For the entries below, repeat exactly each line starting with the one that contains "task | locate a point on every instance of the black" and going on through the one that contains "task | locate a point on every instance of the windshield", and no others.

*** Supplied information ***

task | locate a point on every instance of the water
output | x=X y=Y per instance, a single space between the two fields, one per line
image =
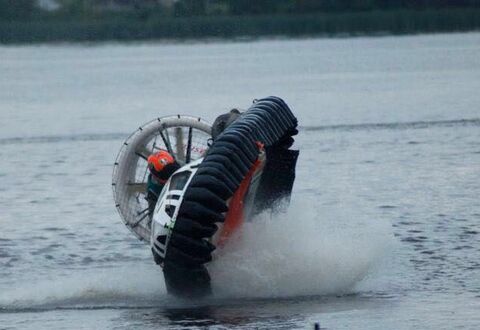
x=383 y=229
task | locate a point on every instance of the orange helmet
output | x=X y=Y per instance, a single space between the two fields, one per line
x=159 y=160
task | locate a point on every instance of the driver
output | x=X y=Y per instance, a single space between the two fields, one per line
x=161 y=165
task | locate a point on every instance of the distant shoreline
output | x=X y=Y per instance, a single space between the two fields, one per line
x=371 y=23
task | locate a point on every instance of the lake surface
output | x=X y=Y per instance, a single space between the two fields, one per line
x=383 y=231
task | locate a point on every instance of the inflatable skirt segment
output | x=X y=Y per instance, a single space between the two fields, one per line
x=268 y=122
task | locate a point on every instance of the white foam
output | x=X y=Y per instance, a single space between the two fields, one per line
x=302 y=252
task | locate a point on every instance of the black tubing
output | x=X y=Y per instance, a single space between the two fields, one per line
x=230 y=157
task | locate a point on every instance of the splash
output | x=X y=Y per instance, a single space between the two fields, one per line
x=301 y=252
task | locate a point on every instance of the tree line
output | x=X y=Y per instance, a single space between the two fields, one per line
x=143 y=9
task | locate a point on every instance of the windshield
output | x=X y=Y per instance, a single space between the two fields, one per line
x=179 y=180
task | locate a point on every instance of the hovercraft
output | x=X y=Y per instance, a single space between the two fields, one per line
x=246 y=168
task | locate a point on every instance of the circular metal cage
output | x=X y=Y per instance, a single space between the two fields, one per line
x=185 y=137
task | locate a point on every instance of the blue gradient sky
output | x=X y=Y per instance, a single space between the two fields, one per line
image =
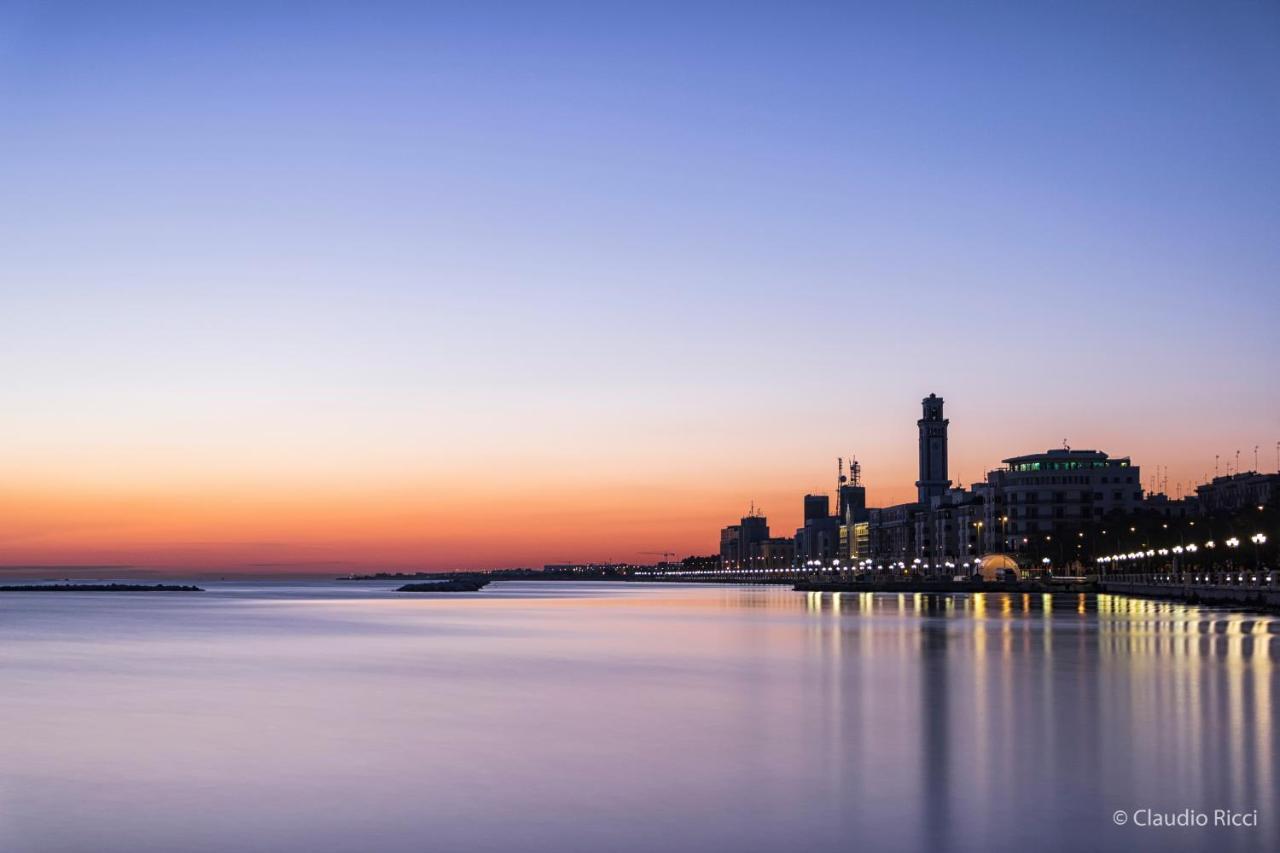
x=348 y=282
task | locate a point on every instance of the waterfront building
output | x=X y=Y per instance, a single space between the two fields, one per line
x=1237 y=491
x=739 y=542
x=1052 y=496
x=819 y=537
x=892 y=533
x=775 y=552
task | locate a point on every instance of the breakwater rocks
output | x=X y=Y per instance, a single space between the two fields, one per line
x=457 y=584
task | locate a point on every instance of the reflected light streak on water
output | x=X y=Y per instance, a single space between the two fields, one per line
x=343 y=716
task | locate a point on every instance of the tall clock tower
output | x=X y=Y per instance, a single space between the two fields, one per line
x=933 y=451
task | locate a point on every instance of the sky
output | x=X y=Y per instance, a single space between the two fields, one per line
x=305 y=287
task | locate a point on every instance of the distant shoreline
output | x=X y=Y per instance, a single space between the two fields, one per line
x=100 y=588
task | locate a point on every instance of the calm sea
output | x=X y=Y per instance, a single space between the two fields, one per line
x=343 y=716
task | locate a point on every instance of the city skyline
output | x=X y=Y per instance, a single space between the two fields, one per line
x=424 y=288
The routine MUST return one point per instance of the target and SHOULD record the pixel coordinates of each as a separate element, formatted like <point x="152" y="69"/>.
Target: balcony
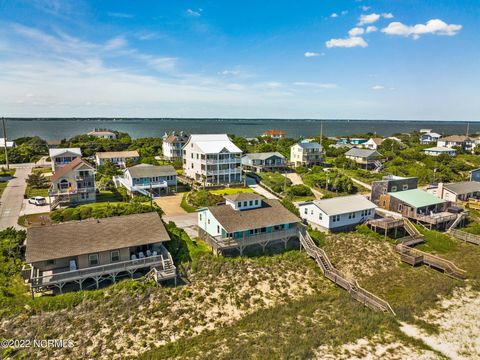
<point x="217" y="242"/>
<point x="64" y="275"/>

***
*** Supplied information ***

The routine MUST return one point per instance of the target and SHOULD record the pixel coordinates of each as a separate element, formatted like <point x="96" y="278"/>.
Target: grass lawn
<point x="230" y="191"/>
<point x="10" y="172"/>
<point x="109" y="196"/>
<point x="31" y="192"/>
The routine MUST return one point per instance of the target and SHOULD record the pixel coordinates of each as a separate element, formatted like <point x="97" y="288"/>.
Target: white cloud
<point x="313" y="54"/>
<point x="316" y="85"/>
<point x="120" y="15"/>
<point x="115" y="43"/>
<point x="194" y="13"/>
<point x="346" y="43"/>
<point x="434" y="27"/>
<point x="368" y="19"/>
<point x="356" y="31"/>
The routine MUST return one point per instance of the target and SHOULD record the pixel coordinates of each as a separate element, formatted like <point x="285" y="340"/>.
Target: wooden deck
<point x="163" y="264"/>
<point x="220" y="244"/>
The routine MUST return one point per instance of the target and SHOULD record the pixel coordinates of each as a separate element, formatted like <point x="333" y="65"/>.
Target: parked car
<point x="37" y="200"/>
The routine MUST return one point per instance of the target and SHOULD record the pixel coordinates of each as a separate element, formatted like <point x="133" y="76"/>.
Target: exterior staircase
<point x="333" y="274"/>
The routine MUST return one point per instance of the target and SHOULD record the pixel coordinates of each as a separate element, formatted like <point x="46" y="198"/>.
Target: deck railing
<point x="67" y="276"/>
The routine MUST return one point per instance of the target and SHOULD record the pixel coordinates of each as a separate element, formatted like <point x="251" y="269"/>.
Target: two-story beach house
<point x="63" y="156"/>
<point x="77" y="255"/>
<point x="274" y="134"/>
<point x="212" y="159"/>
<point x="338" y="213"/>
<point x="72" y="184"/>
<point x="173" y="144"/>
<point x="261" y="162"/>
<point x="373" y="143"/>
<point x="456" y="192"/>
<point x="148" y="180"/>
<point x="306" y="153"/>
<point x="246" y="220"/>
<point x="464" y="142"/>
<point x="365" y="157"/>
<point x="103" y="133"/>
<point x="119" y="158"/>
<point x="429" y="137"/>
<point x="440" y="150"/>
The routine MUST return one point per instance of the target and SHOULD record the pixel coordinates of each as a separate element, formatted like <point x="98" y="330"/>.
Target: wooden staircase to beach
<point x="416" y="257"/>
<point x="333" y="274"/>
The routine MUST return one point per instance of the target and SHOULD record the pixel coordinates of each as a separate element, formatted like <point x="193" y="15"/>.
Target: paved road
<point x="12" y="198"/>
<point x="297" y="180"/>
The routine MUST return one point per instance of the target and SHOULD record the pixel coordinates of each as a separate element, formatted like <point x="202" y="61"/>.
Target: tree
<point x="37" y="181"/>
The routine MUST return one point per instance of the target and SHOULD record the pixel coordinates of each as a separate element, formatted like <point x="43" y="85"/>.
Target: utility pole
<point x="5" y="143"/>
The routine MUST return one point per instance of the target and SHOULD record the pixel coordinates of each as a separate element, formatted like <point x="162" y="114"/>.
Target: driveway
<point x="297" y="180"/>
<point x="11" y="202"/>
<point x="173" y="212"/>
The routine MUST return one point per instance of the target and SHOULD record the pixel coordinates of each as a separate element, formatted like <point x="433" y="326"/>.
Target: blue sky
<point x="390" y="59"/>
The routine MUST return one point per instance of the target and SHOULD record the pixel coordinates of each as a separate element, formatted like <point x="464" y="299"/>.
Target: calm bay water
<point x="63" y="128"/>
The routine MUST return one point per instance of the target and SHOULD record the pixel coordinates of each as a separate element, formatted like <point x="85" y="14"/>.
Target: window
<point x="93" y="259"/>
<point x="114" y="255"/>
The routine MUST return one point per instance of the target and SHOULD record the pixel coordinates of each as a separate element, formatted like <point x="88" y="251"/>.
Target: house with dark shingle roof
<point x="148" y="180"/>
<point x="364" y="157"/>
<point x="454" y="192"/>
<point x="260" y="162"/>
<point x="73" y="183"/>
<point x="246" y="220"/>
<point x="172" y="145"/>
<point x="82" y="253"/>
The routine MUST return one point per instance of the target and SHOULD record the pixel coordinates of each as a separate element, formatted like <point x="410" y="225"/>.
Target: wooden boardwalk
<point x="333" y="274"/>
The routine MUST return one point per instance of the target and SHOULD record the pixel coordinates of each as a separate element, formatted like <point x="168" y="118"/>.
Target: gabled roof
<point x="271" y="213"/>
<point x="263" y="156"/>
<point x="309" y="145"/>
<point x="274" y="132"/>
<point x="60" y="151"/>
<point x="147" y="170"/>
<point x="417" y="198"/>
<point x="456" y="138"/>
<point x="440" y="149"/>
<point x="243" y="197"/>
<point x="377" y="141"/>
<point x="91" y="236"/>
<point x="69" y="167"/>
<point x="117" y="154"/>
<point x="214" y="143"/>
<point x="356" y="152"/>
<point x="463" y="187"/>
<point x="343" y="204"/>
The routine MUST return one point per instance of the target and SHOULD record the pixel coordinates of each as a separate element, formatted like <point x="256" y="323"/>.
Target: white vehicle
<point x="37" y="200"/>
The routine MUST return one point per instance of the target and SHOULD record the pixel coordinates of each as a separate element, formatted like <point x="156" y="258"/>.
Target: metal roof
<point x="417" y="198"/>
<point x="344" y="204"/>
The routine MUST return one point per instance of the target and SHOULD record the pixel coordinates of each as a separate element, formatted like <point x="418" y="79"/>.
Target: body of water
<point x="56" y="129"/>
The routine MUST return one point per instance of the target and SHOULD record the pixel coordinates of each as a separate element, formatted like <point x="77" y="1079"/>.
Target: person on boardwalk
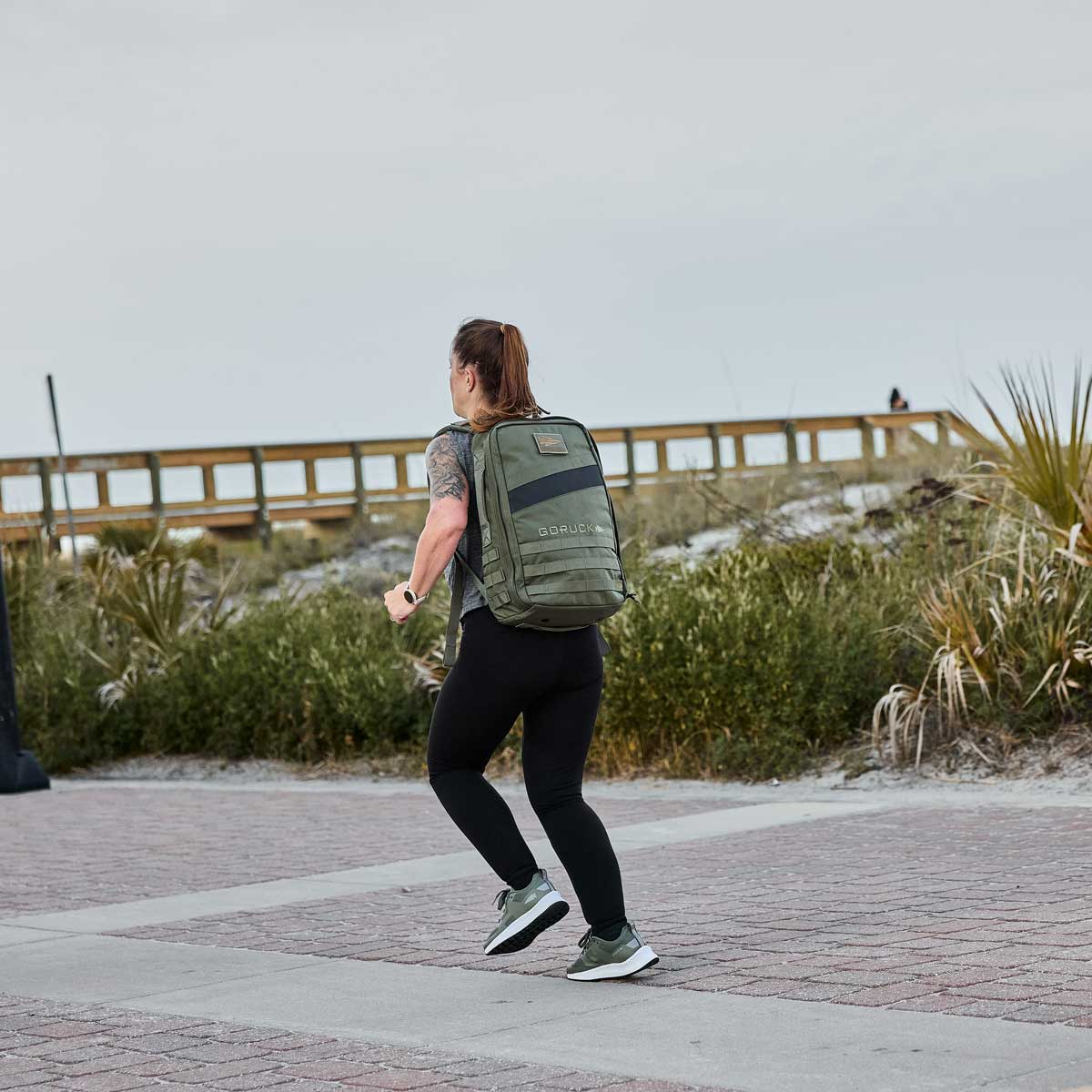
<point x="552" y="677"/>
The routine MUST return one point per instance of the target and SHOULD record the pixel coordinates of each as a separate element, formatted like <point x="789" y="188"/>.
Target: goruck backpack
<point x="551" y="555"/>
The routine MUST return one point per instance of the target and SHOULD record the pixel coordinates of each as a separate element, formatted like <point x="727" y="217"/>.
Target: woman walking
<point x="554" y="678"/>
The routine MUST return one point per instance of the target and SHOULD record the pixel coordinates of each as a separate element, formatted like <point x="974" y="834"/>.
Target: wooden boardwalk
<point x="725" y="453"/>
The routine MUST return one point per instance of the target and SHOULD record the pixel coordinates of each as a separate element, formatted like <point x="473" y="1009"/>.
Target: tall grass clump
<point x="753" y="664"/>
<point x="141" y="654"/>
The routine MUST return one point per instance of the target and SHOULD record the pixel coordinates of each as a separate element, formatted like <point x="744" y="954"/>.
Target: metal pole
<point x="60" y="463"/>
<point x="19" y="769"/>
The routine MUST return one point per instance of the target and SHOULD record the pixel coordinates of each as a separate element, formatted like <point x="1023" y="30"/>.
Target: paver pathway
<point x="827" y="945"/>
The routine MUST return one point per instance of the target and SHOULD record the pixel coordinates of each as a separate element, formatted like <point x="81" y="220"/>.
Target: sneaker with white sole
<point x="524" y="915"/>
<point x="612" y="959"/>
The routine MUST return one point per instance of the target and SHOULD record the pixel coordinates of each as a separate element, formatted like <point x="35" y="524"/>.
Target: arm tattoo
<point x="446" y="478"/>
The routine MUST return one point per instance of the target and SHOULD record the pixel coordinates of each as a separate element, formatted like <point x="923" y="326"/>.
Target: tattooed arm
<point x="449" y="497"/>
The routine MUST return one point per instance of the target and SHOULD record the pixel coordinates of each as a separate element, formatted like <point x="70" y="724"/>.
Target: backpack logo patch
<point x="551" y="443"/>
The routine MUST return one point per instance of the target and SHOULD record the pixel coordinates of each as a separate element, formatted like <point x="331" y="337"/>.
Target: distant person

***
*** Supplied information ***

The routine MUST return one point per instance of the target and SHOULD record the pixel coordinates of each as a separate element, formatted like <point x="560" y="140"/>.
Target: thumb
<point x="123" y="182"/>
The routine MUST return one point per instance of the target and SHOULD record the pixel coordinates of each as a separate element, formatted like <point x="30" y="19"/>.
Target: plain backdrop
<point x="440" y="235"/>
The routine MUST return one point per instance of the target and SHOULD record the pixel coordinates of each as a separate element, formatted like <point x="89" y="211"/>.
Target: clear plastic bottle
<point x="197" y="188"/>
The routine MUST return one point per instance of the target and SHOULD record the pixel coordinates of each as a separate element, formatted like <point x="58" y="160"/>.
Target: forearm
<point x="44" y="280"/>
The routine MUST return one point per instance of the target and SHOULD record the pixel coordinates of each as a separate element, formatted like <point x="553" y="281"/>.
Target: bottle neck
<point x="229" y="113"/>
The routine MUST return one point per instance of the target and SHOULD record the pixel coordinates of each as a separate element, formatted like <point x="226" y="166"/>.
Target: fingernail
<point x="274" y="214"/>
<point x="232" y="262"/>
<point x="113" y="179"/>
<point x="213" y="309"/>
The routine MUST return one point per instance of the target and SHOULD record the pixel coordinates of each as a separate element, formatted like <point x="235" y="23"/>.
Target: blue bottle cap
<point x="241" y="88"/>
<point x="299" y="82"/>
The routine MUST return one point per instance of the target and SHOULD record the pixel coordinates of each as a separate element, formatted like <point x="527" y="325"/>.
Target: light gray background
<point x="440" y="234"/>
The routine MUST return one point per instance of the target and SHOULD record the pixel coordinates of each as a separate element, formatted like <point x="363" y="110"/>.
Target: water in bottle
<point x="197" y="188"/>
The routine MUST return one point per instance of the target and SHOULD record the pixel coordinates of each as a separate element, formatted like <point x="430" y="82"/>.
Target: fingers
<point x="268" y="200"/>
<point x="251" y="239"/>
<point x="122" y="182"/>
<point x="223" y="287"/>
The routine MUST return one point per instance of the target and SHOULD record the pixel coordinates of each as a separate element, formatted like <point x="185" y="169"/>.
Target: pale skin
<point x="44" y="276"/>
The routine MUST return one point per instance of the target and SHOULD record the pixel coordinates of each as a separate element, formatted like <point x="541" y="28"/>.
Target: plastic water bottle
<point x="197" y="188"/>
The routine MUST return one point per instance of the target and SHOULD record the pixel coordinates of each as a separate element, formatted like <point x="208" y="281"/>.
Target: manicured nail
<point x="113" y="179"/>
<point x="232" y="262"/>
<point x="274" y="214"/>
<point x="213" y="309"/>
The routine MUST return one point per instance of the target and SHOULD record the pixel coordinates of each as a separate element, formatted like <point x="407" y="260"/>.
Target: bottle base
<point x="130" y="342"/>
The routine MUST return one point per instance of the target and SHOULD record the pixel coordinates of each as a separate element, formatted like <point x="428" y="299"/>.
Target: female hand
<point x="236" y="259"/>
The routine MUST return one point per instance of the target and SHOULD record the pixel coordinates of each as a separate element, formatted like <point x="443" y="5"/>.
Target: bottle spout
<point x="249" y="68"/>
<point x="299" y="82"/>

***

Response:
task | locate a point on every instance of the black tubing
output | x=X y=Y per instance, a single space between the two fields, one per line
x=230 y=157
task | locate a point on every instance of the splash
output | x=X y=Y per instance, a single space between the two fields, one per line
x=301 y=252
task | locate a point on every instance of the tree line
output | x=X y=Y per instance, a single space between the two fields, one per line
x=143 y=9
task | locate a point on every instance of the windshield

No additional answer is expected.